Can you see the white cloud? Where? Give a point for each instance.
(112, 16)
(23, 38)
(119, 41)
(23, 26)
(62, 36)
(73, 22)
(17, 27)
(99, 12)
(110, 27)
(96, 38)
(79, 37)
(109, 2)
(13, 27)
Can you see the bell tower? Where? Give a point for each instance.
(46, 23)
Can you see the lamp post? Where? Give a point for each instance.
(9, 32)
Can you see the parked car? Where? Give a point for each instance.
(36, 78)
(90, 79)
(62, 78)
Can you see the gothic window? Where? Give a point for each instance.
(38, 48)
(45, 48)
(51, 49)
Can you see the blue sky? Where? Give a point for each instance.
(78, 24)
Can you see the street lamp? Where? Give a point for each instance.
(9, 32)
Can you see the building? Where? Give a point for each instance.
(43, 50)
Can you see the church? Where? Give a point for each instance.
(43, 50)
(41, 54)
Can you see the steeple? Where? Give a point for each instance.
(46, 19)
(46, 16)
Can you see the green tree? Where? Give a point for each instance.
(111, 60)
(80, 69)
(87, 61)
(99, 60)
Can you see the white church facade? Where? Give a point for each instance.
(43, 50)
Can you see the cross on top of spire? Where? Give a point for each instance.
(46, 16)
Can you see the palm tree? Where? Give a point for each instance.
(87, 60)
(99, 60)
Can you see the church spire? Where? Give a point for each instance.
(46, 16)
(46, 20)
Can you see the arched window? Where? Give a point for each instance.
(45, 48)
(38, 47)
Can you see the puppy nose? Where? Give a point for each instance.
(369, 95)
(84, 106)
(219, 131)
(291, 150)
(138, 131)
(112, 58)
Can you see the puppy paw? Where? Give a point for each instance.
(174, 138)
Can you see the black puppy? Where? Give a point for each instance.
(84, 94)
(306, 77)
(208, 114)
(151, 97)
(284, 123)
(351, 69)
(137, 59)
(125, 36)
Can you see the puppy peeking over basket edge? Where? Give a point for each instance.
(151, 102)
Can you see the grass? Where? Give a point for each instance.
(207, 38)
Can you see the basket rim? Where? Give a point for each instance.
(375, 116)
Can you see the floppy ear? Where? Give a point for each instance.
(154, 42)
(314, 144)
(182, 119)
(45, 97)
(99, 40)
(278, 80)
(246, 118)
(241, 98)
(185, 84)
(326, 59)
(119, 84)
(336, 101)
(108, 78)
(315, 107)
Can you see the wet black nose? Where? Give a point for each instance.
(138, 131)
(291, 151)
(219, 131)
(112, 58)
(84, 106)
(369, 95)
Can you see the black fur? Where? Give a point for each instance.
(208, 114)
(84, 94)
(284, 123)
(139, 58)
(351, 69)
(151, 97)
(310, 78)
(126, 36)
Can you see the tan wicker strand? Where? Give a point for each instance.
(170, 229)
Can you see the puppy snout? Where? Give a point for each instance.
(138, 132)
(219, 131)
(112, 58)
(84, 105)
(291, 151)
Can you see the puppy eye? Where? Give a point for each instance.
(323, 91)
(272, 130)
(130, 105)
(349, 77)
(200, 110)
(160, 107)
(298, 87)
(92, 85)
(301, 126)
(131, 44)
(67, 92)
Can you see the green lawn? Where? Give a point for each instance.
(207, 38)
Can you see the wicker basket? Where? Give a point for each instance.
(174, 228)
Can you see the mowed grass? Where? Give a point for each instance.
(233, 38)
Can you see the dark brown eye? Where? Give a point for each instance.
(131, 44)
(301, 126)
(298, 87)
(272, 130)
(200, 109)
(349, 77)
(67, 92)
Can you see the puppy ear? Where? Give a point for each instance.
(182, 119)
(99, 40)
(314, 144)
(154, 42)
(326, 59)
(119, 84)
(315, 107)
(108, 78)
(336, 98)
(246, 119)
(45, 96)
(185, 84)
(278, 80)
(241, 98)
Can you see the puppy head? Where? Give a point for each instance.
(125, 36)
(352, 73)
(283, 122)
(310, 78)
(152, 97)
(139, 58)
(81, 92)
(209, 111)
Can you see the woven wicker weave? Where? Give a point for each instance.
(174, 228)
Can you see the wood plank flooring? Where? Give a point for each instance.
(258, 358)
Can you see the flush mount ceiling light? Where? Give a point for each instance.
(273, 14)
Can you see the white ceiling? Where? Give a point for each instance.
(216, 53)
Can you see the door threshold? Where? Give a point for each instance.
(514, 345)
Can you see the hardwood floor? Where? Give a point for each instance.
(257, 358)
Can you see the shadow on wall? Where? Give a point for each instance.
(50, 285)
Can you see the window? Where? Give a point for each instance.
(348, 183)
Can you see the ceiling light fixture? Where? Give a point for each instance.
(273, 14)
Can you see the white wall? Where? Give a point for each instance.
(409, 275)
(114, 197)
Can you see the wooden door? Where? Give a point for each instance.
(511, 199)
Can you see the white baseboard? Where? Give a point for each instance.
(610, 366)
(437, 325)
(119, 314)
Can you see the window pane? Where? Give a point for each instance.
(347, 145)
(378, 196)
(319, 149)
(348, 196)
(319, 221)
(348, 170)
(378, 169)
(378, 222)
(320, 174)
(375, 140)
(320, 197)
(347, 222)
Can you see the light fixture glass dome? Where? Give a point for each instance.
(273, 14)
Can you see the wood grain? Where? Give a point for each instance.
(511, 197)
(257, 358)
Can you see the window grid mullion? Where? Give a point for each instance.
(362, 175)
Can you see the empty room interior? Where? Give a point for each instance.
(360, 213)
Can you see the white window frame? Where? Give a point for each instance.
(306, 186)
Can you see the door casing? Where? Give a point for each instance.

* What to do *
Exactly the lines from the one holding "Can you see the white window" to the final line of the listing, both included, must make up the answer.

* The answer *
Can you see the white window frame? Where? Give a point for each instance.
(306, 186)
Can you see the door casing? Where? Give a point for each instance.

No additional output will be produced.